- **Direction**
Please pick out every line below that contains the word "window" and copy each one.

- **Records to process**
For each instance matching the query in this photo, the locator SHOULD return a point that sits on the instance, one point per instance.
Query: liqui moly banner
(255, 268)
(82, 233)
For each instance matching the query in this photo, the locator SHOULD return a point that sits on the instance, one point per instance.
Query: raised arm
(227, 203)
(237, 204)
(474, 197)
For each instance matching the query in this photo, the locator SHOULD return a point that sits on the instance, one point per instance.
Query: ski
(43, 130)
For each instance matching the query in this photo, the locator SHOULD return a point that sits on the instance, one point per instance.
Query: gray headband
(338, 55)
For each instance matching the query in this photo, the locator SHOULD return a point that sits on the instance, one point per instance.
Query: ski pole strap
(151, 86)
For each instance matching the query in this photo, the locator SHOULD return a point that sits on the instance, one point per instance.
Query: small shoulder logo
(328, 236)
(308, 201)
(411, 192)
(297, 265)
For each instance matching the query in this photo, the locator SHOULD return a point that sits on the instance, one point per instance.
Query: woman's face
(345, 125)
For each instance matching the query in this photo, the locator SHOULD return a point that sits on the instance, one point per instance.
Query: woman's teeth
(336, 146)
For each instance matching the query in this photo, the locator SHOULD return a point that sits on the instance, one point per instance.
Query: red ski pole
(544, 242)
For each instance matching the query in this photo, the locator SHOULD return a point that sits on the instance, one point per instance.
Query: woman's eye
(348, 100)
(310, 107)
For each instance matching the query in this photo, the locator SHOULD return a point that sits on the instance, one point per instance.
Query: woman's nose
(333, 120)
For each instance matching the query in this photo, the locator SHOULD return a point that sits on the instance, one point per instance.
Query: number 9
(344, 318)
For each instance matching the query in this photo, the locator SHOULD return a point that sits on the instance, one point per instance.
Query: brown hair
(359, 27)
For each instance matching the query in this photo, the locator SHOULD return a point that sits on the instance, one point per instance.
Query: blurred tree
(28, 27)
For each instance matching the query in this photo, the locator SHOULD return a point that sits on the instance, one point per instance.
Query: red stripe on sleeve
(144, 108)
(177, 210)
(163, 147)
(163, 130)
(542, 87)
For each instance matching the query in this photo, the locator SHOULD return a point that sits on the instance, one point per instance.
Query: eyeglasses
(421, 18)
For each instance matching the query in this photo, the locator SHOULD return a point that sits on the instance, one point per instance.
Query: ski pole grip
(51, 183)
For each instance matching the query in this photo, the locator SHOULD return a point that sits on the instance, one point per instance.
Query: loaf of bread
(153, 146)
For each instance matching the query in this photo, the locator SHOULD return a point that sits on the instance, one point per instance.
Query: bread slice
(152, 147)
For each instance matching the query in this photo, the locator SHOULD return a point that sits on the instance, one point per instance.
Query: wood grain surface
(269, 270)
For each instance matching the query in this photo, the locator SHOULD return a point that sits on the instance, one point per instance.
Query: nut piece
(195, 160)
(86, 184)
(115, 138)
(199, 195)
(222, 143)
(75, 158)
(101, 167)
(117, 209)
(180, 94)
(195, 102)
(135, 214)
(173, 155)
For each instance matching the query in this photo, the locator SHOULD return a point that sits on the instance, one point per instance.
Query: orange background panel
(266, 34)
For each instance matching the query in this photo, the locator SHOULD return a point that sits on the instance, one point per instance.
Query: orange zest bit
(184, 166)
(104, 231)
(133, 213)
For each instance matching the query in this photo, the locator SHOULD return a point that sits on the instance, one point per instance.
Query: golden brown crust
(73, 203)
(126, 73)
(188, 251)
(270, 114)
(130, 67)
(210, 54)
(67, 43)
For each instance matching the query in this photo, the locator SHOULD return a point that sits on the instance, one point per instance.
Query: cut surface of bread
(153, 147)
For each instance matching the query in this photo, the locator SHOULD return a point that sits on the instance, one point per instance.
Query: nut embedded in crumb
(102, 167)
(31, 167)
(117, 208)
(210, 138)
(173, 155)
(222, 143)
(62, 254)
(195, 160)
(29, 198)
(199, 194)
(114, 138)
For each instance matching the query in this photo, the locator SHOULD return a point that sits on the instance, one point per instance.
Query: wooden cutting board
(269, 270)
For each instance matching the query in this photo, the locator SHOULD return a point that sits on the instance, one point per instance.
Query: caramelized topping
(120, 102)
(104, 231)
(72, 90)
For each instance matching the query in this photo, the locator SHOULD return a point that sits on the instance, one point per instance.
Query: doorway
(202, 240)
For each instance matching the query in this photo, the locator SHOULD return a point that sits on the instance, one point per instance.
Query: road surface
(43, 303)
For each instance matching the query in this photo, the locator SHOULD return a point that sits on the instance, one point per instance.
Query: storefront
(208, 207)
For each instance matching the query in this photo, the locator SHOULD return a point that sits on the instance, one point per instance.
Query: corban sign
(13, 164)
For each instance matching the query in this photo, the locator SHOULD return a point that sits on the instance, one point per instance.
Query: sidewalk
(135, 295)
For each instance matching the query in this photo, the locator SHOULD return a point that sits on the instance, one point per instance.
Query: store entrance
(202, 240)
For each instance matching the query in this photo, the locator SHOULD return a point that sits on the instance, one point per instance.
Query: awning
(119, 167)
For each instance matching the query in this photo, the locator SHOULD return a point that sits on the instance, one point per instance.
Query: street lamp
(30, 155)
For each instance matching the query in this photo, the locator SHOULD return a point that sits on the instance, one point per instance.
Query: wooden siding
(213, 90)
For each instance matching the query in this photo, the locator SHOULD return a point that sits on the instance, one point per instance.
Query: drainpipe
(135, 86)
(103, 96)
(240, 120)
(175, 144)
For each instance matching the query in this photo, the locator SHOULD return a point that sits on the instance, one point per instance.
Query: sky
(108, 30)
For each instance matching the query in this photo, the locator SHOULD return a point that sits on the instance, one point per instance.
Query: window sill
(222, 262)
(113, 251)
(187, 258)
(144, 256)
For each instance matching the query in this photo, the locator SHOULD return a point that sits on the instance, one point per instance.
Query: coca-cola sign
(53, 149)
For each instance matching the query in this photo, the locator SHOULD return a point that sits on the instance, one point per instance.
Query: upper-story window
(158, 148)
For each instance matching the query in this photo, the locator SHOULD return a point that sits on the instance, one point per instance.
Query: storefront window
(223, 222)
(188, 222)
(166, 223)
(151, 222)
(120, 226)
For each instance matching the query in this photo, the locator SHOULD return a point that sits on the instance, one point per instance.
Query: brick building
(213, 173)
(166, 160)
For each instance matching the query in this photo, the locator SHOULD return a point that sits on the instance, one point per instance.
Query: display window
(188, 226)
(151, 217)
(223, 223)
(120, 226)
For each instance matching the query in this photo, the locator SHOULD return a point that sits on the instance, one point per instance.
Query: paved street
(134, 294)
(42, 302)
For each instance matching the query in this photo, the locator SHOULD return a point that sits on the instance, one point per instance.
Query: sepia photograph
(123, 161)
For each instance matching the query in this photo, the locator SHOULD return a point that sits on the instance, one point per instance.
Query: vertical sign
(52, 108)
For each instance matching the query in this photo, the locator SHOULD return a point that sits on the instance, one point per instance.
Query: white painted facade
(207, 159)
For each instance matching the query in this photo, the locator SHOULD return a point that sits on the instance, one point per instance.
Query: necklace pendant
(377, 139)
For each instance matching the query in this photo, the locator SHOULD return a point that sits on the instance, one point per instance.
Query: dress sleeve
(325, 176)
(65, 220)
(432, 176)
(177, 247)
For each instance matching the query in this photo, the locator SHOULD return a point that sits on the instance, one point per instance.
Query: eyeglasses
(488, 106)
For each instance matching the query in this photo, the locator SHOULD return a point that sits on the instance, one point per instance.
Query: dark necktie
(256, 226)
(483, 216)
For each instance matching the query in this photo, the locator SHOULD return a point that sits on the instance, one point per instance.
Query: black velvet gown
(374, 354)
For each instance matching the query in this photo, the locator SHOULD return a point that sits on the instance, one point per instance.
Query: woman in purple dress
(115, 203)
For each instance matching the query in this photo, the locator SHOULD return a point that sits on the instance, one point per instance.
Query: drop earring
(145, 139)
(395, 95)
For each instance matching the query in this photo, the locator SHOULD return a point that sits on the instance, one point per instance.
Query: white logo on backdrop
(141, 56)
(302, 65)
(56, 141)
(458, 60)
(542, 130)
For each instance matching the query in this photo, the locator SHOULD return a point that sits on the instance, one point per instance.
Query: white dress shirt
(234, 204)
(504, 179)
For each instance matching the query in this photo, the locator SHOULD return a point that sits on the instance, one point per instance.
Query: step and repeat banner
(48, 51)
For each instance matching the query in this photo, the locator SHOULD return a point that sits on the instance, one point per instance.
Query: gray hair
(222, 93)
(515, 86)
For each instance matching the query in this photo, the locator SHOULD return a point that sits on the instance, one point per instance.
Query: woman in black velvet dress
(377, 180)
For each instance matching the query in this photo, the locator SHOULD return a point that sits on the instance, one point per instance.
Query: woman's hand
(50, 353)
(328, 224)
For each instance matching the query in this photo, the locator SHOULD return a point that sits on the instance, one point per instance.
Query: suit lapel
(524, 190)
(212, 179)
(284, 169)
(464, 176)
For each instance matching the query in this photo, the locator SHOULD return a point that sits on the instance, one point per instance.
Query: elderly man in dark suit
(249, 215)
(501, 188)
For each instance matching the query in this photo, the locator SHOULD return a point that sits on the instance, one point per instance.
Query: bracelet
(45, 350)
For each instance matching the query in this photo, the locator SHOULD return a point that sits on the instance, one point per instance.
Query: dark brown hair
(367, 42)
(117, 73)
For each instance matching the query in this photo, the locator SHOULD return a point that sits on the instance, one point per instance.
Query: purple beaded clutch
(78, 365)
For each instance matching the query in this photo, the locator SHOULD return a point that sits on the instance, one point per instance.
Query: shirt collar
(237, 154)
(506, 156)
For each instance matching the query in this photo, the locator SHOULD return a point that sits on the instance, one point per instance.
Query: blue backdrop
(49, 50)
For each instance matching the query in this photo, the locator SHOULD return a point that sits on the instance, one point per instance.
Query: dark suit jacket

- **Written response**
Query: window sill
Query: upper-story window
Query: storefront window
Query: display window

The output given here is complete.